(Entries from an annotation dataset)
* START *

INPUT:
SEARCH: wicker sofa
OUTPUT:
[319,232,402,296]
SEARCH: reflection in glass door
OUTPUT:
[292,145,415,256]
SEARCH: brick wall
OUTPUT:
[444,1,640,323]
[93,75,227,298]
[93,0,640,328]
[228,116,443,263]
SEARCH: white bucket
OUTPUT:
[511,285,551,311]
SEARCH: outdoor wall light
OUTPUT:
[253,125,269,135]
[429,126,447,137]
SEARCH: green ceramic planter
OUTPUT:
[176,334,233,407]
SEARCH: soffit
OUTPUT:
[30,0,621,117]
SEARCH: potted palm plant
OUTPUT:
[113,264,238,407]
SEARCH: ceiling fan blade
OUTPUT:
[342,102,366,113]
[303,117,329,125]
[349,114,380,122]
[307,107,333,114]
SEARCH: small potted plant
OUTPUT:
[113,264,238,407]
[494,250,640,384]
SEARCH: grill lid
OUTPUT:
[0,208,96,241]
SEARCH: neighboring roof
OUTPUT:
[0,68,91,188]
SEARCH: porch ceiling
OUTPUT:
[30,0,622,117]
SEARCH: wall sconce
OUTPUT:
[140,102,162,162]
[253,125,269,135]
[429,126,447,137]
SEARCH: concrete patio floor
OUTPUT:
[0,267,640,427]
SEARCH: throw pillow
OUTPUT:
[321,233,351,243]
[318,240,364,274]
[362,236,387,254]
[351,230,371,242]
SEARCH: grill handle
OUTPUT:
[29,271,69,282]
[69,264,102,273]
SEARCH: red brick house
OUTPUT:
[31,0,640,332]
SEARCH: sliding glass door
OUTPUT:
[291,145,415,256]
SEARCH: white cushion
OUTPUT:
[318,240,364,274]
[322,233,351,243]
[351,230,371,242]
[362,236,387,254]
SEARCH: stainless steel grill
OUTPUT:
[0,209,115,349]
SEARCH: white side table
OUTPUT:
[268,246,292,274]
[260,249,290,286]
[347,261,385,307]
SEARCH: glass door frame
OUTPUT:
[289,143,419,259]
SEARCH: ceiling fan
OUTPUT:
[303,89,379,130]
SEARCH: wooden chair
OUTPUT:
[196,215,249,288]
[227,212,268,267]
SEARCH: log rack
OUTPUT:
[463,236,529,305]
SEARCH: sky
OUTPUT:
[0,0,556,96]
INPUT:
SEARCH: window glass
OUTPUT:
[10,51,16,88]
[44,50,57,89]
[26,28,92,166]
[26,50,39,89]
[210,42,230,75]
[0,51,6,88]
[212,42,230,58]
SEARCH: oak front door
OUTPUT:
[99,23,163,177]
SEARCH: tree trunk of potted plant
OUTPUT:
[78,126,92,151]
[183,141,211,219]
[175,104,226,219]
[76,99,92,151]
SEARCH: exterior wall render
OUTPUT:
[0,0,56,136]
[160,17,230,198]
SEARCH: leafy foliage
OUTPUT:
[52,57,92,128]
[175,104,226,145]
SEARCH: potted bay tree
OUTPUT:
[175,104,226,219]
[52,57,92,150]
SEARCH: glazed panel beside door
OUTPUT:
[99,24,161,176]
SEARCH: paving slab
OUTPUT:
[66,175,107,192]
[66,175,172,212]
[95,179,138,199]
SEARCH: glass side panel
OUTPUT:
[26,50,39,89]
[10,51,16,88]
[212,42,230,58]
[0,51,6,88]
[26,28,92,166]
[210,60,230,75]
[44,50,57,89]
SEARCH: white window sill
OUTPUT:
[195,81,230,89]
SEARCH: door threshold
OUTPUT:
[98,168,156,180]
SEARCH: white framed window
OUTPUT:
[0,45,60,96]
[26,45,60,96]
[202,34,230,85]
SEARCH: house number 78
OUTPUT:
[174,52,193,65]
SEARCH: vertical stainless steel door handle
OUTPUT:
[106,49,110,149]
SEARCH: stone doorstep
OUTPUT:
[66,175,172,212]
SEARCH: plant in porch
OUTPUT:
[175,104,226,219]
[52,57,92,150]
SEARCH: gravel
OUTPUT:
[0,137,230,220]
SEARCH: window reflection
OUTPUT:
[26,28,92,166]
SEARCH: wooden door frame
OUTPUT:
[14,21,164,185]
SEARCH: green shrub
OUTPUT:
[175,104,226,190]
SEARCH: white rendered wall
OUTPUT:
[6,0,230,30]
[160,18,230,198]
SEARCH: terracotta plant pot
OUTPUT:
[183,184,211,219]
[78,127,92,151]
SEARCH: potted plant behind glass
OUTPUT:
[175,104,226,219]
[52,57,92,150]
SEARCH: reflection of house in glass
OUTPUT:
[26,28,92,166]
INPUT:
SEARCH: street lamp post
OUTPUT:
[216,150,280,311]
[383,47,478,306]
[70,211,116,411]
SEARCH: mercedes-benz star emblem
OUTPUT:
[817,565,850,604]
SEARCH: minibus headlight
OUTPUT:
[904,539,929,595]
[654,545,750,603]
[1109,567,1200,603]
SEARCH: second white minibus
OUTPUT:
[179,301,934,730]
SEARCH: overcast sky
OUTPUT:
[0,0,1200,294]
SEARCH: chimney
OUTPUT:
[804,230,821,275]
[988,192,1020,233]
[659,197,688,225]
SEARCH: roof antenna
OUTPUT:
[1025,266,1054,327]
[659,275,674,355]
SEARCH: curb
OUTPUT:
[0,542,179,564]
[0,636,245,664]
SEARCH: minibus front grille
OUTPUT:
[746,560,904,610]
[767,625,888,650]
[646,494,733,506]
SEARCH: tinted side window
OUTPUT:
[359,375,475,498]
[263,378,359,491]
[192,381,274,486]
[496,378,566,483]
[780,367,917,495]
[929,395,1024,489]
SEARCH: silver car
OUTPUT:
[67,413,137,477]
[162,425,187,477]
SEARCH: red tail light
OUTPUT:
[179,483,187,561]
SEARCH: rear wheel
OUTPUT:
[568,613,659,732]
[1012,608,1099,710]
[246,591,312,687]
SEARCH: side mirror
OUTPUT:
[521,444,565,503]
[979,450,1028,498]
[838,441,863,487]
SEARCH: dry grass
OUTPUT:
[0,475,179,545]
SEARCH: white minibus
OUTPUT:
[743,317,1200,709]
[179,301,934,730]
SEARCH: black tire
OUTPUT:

* END *

#### Task to carry out
Copy the lines above word for word, covering every record.

#### Solution for this task
INPUT:
SEARCH: wicker sofa
OUTPUT:
[319,232,402,296]
SEARCH: reflection in glass door
OUTPUT:
[292,145,415,256]
SEARCH: brick wall
OUTPUT:
[444,1,640,323]
[93,75,227,298]
[93,0,640,328]
[228,116,443,263]
SEARCH: white bucket
OUTPUT:
[511,285,551,311]
SEARCH: outdoor wall light
OUTPUT:
[253,125,269,135]
[429,126,447,137]
SEARCH: green ceramic planter
OUTPUT:
[176,334,233,407]
SEARCH: soffit
OUTPUT:
[30,0,621,117]
SEARCH: potted palm plant
OUTPUT:
[113,264,238,407]
SEARCH: ceiling fan blade
OUTPUT:
[342,102,366,113]
[303,117,329,125]
[349,114,380,122]
[307,107,333,114]
SEARCH: small potted plant
OUTPUT:
[113,264,238,407]
[494,250,640,384]
SEARCH: grill lid
OUTPUT:
[0,208,96,241]
SEARCH: neighboring roof
OUTPUT:
[0,68,91,188]
SEARCH: porch ceiling
OUTPUT:
[30,0,622,117]
SEARCH: wall sconce
OUTPUT:
[140,102,162,162]
[253,125,269,135]
[429,126,447,137]
SEARCH: concrete patio floor
OUTPUT:
[0,267,640,427]
SEARCH: throw pillow
OUTPUT:
[321,233,351,243]
[318,240,364,274]
[362,236,387,254]
[351,230,371,242]
SEARCH: grill handle
OUTPUT:
[29,271,69,282]
[69,264,102,273]
SEARCH: red brick house
OUTPUT:
[31,0,640,332]
SEARCH: sliding glass door
OUTPUT:
[291,145,415,256]
SEARCH: white cushion
OUTPUT:
[318,240,364,274]
[322,233,351,243]
[351,230,371,242]
[362,236,387,254]
SEARCH: stainless steel grill
OUTPUT:
[0,209,115,349]
SEARCH: white side table
OUTPUT:
[268,246,292,274]
[260,249,290,286]
[347,261,385,307]
SEARCH: glass door frame
OUTPUT:
[289,143,419,259]
SEARCH: ceiling fan
OUTPUT:
[303,89,379,130]
SEARCH: wooden chair
OUTPUT:
[196,215,249,288]
[227,212,268,267]
SEARCH: log rack
OUTPUT:
[463,236,529,305]
SEARCH: sky
OUTPUT:
[0,0,556,96]
INPUT:
SEARCH: window glass
OUTPUT:
[10,51,16,88]
[44,50,57,89]
[26,28,92,166]
[26,50,39,89]
[210,42,230,75]
[0,51,6,88]
[212,42,230,58]
SEARCH: oak front door
OUTPUT:
[99,23,163,177]
SEARCH: tree trunk of potted plant
OUTPUT:
[78,126,92,151]
[183,141,211,219]
[175,104,226,219]
[76,99,92,151]
SEARCH: exterior wall render
OUTPUT:
[0,0,56,136]
[160,17,230,198]
SEARCH: leafy foliage
OUTPUT:
[52,57,92,128]
[175,104,226,145]
SEARCH: potted bay tree
OUTPUT:
[175,104,226,219]
[52,57,92,150]
SEARCH: glazed panel beside door
OUTPUT:
[99,24,161,176]
SEARCH: paving slab
OUTPUT:
[66,175,107,192]
[66,175,172,212]
[95,179,138,199]
SEARCH: glass side panel
OUTPUT:
[26,50,39,89]
[10,51,16,88]
[212,42,230,58]
[0,51,6,88]
[26,28,92,166]
[210,60,230,75]
[44,50,57,89]
SEARCH: white window sill
OUTPUT:
[195,81,230,89]
SEARCH: door threshold
OUTPUT:
[98,168,156,180]
SEARCH: white framed window
OUTPUT:
[0,45,60,96]
[26,45,60,96]
[202,34,230,85]
SEARCH: house number 78
OUTPUT:
[174,52,193,65]
SEARCH: vertical stainless steel door handle
OUTPUT:
[106,49,110,149]
SEARCH: stone doorstep
OUTPUT:
[66,175,172,212]
SEARCH: plant in porch
OUTPUT:
[175,104,226,219]
[52,57,92,150]
SEARCH: gravel
OUTPUT:
[0,137,230,220]
SEARCH: window reflection
OUTPUT:
[26,28,92,166]
SEARCH: wooden door frame
OUTPUT:
[14,21,164,185]
SEARCH: green shrub
OUTPUT:
[175,104,226,190]
SEARCH: white rendered wall
OUTPUT:
[6,0,230,30]
[160,18,230,198]
SEARCH: terracotta plant pot
OUTPUT:
[183,184,211,219]
[78,127,92,151]
SEARCH: potted plant behind glass
OUTPUT:
[175,104,226,219]
[52,57,92,150]
SEARCH: reflection of house in glass
OUTPUT:
[26,28,92,166]
INPUT:
SEARCH: street lamp post
OUTPUT:
[216,150,280,311]
[383,47,478,306]
[70,211,116,411]
SEARCH: mercedes-benz star emblem
OUTPUT:
[817,565,850,604]
SEARCH: minibus headlight
OUTPUT:
[904,539,929,595]
[654,545,750,603]
[1109,567,1200,603]
SEARCH: second white minibus
OUTPUT:
[179,301,934,730]
SEARCH: overcast sky
OUTPUT:
[0,0,1200,294]
SEARCH: chimney
OUTPUT:
[804,230,821,275]
[988,192,1020,233]
[659,197,688,225]
SEARCH: roof antenna
OUTPUT:
[1025,266,1054,327]
[659,275,674,355]
SEARCH: curb
OUTPUT:
[0,542,179,564]
[0,636,245,664]
SEARCH: minibus front grille
OUTPUT:
[746,560,904,610]
[767,625,888,650]
[646,494,733,506]
SEARCH: tinted side window
OUTPUT:
[359,375,475,498]
[263,378,359,491]
[192,381,274,486]
[496,378,566,483]
[780,367,917,495]
[929,395,1024,489]
SEARCH: silver car
OUTPUT:
[67,413,137,477]
[162,425,187,477]
SEARCH: red tail light
OUTPUT:
[179,483,187,561]
SEARCH: rear wheel
OUTPUT:
[568,613,659,732]
[1012,608,1099,710]
[246,591,312,687]
SEARCH: side mirror
OUTPUT:
[521,444,565,503]
[979,450,1028,498]
[838,441,863,487]
SEARCH: dry grass
OUTPUT:
[0,475,179,545]
SEARCH: white minibus
OUTPUT:
[743,317,1200,709]
[179,301,934,730]
SEARCH: black tire
OUTPUT:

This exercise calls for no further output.